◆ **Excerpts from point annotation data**
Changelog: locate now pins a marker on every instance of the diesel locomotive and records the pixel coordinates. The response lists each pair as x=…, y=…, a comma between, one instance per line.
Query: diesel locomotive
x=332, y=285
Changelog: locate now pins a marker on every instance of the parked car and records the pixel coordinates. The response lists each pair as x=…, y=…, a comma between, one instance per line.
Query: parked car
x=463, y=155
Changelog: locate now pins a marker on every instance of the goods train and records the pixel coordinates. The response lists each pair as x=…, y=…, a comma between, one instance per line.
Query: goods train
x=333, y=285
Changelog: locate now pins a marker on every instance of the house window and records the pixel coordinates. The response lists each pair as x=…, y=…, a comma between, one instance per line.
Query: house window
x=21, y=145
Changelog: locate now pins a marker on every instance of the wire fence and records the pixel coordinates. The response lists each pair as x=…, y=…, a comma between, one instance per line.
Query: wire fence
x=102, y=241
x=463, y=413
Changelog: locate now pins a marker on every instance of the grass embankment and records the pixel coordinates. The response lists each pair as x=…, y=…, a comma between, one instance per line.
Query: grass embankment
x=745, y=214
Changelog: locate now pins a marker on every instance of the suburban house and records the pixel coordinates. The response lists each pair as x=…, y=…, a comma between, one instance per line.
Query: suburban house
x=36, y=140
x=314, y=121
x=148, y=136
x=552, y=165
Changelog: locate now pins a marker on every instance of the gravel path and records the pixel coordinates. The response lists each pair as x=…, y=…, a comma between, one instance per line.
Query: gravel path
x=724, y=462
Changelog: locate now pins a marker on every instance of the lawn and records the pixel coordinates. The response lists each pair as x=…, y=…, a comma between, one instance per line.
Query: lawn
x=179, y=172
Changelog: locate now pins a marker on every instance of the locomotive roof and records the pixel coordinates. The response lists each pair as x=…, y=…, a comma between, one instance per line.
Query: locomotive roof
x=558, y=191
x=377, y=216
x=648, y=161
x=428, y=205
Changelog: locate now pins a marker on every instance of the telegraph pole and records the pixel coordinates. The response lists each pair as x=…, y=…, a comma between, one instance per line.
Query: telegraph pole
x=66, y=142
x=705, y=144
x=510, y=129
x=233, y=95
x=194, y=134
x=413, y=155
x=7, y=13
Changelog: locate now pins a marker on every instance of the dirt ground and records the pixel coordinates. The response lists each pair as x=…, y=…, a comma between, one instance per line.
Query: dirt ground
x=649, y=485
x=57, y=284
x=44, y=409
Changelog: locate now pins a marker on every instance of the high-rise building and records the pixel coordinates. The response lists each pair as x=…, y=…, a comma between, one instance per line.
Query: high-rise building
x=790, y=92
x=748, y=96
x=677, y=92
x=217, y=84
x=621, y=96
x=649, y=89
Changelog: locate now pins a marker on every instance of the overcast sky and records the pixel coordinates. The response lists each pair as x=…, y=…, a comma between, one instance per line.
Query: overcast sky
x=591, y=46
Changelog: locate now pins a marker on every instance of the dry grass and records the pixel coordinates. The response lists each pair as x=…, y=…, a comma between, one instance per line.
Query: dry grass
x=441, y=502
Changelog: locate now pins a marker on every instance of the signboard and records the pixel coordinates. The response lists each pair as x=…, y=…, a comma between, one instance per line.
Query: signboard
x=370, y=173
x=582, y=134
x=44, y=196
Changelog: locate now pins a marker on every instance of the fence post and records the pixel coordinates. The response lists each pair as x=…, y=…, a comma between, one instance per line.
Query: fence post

◆ **Task to complete**
Reproduce all of the entries above, substituting "places a point" for every occurrence of "pins a marker" and leaving everything else as it stands.

◆ **The answer**
Changelog: locate now places a point on every instance of the diesel locomotive and records the pixel coordinates. The response lists each pair as x=…, y=…, a comma between, one instance per line.
Query: diesel locomotive
x=332, y=285
Changelog: locate now places a point on every instance of the parked car and records the pixel coordinates. The response lists each pair as x=…, y=…, a comma between, one instance per line.
Query: parked car
x=463, y=155
Changelog: locate now places a point on every instance of the goods train and records the pixel coordinates. The response lists each pair as x=…, y=…, a comma between, one instance per line.
Query: goods train
x=333, y=285
Changelog: locate now places a point on every instance of the house window and records the pixel coordinates. The response lists each pair as x=…, y=…, a comma between, one instance per line.
Query: house window
x=21, y=145
Changelog: locate now places a point on every instance of the wire fence and records the pixel coordinates. The response lists each pair as x=…, y=…, a comma between, one instance per line.
Query: wire fence
x=102, y=241
x=463, y=413
Changelog: locate now places a point on every instance of the grass embankment and records the pixel coordinates. The response lists each pair as x=…, y=…, a comma between, one instance per line.
Query: grass embankment
x=745, y=214
Changelog: locate now places a point on every instance of the suburban house and records the pixel coordinates. The response lists each pair as x=…, y=…, a comma between, one instance per line.
Query: suburban house
x=36, y=140
x=314, y=121
x=148, y=136
x=552, y=165
Changelog: locate now places a point on every instance of the gravel path and records the pixel coordinates. The response lists each pair as x=…, y=…, a comma between, one instance per line.
Query: gravel path
x=724, y=462
Changelog: locate now places a point on every instance of the lawn and records the pixel coordinates. The response lists each pair as x=…, y=…, a comma between, one instance per line.
Query: lawn
x=179, y=172
Changelog: locate now places a point on every instance of the locomotive roof and records the pixel coordinates. The response lists each pair as x=…, y=…, a comma between, one instance per line.
Query: locomotive roof
x=558, y=191
x=377, y=216
x=648, y=161
x=428, y=205
Changelog: locate now places a point on every instance of the telegraph pole and records the pixel coordinates. The response lists each pair as x=…, y=…, a comma between, one instance per line.
Query: telegraph pole
x=66, y=142
x=705, y=144
x=510, y=129
x=233, y=95
x=194, y=134
x=413, y=155
x=7, y=13
Changelog: locate now places a point on every instance of the dirt ground and records the pixel coordinates. The response lists each pair as x=…, y=…, a comma between, one instance per line.
Query: dirt ground
x=649, y=485
x=57, y=284
x=44, y=409
Changelog: locate now places a point on every instance of the high-rise building and records the pixel coordinates. The response lists each pair as x=…, y=…, a comma between, one instance per line.
Query: high-rise building
x=790, y=92
x=748, y=96
x=677, y=92
x=217, y=84
x=621, y=96
x=649, y=89
Changelog: locate now places a point on every instance of the overcast sky and records the pixel coordinates. The response lists each pair as x=…, y=…, a comma between, one instance per line.
Query: overcast sky
x=591, y=46
Changelog: locate now places a point on every instance of the dry grass and records the pixel coordinates. The response lists each pair as x=…, y=…, a comma between, one instance per line.
Query: dry grass
x=441, y=502
Changelog: locate now places a point on every instance of the signboard and records the pixel coordinates. The response lists each pair as x=…, y=…, a comma between, one instance per line.
Query: signboard
x=370, y=173
x=582, y=134
x=44, y=196
Changelog: locate now places a point on every instance of the fence post and records the pixel coordinates. The response lists each pair as x=…, y=…, a comma between, one instance per line.
Query: fence post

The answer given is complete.